Extrait d'un jeu de données
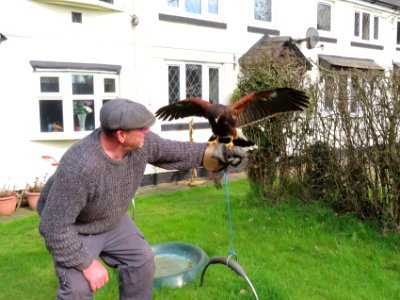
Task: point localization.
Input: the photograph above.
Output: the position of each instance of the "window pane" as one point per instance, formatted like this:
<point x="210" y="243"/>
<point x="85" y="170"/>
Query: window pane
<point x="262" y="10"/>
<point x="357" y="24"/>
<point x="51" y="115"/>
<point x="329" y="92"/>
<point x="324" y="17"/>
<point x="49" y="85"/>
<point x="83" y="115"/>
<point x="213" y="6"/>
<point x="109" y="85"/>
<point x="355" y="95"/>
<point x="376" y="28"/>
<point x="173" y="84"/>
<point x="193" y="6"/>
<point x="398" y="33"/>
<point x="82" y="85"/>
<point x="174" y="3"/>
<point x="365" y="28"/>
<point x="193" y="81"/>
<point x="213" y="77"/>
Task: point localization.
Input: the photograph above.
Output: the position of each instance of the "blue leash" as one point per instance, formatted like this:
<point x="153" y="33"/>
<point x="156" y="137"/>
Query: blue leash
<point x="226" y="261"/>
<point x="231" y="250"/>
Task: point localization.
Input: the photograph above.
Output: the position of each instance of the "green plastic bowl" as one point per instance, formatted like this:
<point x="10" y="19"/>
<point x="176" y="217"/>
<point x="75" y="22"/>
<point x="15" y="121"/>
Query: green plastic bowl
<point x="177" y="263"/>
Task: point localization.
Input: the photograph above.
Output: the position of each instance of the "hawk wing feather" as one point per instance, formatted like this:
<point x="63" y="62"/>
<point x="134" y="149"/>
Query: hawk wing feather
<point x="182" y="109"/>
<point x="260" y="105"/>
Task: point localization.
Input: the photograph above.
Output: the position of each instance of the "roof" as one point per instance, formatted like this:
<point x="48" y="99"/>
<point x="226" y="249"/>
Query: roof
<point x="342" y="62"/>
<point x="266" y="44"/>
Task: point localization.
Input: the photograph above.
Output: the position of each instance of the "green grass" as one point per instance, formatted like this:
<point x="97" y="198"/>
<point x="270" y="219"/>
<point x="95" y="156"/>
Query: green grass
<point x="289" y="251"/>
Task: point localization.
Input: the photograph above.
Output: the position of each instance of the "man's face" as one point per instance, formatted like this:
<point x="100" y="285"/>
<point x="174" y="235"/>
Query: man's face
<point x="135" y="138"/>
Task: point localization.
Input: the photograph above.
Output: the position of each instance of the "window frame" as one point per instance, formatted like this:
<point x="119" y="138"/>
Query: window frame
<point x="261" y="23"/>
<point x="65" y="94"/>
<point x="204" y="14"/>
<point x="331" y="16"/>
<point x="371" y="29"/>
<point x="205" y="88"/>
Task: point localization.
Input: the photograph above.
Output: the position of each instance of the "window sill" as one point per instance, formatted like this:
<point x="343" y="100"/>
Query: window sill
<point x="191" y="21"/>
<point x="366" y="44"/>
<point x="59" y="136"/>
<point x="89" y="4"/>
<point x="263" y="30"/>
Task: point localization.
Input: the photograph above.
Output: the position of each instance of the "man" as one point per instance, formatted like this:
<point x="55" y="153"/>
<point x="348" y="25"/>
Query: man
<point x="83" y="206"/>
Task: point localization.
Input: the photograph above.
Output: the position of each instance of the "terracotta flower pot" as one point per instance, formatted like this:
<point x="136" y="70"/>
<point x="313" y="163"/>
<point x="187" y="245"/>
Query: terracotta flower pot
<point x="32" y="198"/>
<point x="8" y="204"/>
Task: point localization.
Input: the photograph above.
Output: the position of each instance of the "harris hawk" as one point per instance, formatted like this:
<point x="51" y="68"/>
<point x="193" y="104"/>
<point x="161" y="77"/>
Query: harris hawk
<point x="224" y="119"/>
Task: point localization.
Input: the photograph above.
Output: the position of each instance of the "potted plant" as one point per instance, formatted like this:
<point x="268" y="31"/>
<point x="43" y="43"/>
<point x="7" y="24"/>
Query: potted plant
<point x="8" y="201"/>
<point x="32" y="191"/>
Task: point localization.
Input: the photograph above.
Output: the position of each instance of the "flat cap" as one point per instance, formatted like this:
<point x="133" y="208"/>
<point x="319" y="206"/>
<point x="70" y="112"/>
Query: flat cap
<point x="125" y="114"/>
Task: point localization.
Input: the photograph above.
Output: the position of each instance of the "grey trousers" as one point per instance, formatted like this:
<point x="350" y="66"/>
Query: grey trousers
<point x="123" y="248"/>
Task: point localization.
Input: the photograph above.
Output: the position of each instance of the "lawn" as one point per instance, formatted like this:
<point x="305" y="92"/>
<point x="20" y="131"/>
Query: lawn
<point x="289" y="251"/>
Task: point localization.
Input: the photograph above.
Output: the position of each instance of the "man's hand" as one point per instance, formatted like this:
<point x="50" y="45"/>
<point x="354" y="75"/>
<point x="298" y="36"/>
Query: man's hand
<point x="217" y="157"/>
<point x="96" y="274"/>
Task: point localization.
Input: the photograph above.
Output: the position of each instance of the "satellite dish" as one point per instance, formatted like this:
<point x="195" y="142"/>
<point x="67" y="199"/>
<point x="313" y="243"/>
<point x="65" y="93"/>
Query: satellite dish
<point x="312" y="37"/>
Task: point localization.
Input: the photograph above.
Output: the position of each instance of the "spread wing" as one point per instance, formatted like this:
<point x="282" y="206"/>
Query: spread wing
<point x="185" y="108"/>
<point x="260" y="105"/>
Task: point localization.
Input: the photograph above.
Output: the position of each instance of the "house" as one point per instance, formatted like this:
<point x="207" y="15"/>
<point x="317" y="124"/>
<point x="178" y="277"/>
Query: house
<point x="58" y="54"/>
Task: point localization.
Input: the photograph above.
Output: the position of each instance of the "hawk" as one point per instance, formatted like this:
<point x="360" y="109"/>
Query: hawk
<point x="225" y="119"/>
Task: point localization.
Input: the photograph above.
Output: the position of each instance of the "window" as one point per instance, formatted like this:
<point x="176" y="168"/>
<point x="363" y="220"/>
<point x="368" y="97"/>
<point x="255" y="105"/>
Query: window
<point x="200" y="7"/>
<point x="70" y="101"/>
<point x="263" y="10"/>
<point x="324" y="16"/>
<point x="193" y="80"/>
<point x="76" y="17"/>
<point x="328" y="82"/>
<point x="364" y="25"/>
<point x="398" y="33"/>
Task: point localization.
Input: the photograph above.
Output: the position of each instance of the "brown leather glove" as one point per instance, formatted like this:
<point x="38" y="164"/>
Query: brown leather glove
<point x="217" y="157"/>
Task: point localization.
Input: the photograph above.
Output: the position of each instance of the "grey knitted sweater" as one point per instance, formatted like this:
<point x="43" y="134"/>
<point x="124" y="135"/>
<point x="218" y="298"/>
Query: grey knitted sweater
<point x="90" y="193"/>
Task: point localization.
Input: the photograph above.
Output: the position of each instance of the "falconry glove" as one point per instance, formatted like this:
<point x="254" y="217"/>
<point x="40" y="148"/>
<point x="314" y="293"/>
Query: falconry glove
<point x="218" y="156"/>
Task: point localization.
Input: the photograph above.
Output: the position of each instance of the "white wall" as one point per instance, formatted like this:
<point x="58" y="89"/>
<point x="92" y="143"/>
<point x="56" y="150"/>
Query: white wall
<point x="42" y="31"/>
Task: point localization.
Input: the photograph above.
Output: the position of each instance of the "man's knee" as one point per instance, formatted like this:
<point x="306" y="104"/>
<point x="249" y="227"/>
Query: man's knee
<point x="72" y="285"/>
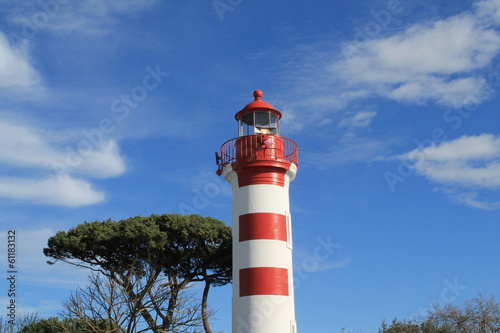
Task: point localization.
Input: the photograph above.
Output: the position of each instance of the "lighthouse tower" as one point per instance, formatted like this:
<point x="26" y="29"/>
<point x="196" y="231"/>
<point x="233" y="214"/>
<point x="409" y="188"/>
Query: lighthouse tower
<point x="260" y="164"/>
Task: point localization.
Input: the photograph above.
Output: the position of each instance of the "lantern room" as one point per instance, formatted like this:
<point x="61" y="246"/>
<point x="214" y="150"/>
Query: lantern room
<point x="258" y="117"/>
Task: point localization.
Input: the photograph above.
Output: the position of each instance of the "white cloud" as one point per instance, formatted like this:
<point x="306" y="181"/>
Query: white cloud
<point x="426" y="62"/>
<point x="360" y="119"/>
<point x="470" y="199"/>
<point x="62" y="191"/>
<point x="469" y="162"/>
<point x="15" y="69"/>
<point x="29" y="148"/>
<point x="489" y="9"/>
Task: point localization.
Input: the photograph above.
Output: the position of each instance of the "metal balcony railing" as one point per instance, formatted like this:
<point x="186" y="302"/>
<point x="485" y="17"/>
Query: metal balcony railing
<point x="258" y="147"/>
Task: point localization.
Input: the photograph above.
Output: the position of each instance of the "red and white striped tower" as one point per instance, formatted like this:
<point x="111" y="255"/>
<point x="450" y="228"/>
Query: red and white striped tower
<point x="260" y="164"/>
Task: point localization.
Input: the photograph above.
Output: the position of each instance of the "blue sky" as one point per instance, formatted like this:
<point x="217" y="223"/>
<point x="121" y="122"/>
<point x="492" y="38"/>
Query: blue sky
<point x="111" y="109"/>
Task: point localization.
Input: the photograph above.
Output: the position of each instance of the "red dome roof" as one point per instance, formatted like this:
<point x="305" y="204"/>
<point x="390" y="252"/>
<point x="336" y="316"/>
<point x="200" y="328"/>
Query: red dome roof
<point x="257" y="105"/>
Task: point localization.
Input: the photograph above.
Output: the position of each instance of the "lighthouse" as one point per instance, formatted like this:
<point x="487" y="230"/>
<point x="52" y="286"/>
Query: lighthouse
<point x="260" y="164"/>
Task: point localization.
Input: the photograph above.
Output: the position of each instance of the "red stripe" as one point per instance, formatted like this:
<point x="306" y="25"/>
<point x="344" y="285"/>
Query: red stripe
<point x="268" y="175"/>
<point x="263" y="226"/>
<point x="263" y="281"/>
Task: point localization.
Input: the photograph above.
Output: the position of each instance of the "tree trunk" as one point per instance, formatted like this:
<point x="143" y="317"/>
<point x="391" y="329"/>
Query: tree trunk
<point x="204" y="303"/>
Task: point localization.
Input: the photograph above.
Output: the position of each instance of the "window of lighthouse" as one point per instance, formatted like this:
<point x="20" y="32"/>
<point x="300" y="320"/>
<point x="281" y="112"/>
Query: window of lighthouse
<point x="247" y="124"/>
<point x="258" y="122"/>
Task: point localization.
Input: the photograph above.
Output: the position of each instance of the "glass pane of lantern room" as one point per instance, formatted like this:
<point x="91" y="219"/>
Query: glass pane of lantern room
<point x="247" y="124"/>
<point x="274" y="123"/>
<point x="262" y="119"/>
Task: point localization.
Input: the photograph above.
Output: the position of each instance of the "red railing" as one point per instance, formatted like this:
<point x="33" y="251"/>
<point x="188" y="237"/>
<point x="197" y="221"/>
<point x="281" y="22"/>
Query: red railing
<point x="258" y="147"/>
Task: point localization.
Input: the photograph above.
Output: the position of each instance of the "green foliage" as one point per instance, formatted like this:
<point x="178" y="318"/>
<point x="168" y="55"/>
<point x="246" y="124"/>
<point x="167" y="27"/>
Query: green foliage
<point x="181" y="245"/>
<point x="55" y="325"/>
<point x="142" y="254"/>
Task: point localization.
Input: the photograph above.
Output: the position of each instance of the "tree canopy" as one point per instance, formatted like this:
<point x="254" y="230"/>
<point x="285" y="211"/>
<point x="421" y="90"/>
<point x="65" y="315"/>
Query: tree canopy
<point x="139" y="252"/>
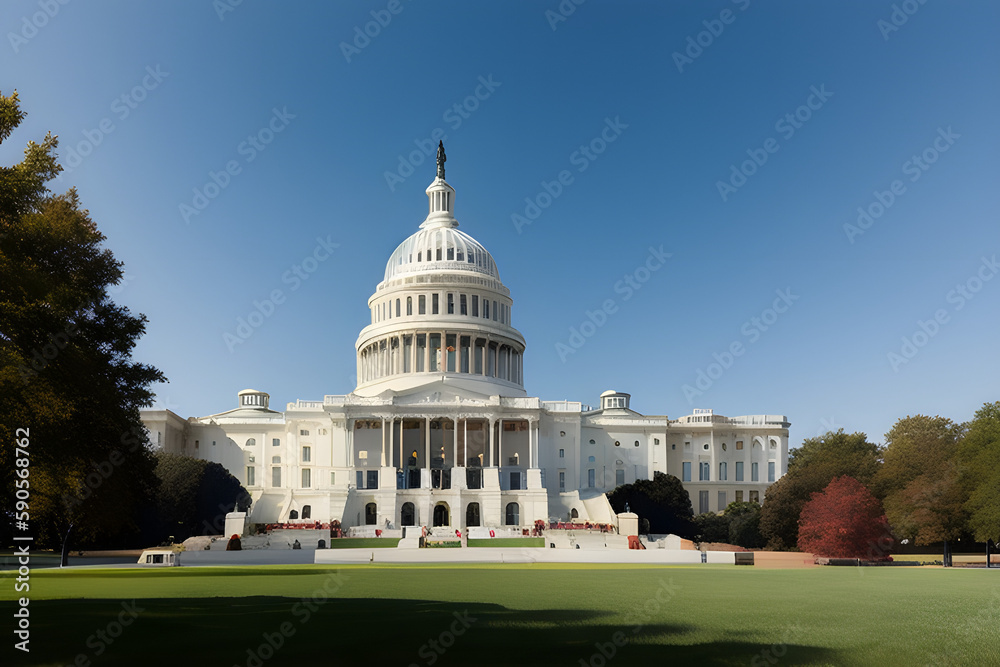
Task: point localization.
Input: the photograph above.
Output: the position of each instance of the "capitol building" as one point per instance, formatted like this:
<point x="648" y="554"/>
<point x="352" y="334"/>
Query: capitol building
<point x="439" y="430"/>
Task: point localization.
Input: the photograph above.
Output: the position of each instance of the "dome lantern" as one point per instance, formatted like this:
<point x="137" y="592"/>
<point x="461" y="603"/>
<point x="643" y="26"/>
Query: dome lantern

◆ **TRAVAIL À FAIRE**:
Relevez, s'il vous plaît, chaque ligne du matériel ci-dessus où figure le mot « glass », puis recopiez-la ; la casse compte.

◆ **RÉSULTAT DE L'EXERCICE**:
Output: the position of each instance of the "glass pane of lantern room" as one point per instance, formatted like this:
Query: glass pane of lantern room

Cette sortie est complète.